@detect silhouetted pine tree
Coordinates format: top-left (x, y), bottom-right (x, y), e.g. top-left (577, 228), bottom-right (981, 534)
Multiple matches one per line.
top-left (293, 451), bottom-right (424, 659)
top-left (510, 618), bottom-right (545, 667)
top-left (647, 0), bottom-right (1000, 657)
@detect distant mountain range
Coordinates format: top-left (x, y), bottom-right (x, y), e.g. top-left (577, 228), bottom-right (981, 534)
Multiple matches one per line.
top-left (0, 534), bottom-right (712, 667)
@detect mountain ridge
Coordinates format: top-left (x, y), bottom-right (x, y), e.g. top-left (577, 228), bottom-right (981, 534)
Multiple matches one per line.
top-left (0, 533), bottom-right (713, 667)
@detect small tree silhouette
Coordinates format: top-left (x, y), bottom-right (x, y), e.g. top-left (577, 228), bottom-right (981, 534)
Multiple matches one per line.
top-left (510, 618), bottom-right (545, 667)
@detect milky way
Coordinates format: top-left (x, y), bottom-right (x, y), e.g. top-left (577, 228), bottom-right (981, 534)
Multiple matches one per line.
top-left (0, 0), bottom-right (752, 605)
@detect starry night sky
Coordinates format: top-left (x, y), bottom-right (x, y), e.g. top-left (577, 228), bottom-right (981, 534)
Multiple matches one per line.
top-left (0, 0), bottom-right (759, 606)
-- -- --
Reproduce all of the material above verbatim, keeping every line unchanged and in its original order.

@detect silhouetted pine tree
Coordinates format: top-left (x, y), bottom-right (x, y), e.g. top-left (577, 228), bottom-right (981, 534)
Multiple matches one per line.
top-left (293, 451), bottom-right (424, 659)
top-left (510, 618), bottom-right (545, 667)
top-left (647, 0), bottom-right (1000, 657)
@detect distant mountain range
Coordinates format: top-left (x, y), bottom-right (x, y), e.g. top-left (577, 228), bottom-right (981, 534)
Multiple matches one per line.
top-left (0, 534), bottom-right (712, 667)
@detect mountain ridge
Coordinates format: top-left (x, y), bottom-right (x, y), e.g. top-left (577, 228), bottom-right (981, 534)
Multiple matches one per line.
top-left (0, 533), bottom-right (713, 667)
@detect small tree silhouette
Coordinates format: top-left (x, y), bottom-right (x, y), e.g. top-left (577, 228), bottom-right (981, 534)
Multiple matches one per line.
top-left (510, 618), bottom-right (545, 667)
@detect milky way
Coordinates format: top-left (x, y), bottom-right (x, y), e.g. top-left (577, 228), bottom-right (981, 534)
Multiple matches one per line.
top-left (0, 0), bottom-right (752, 605)
@detect starry night sky
Coordinates format: top-left (x, y), bottom-right (x, y), e.g. top-left (577, 228), bottom-right (981, 534)
Multiple matches one per line.
top-left (0, 0), bottom-right (759, 606)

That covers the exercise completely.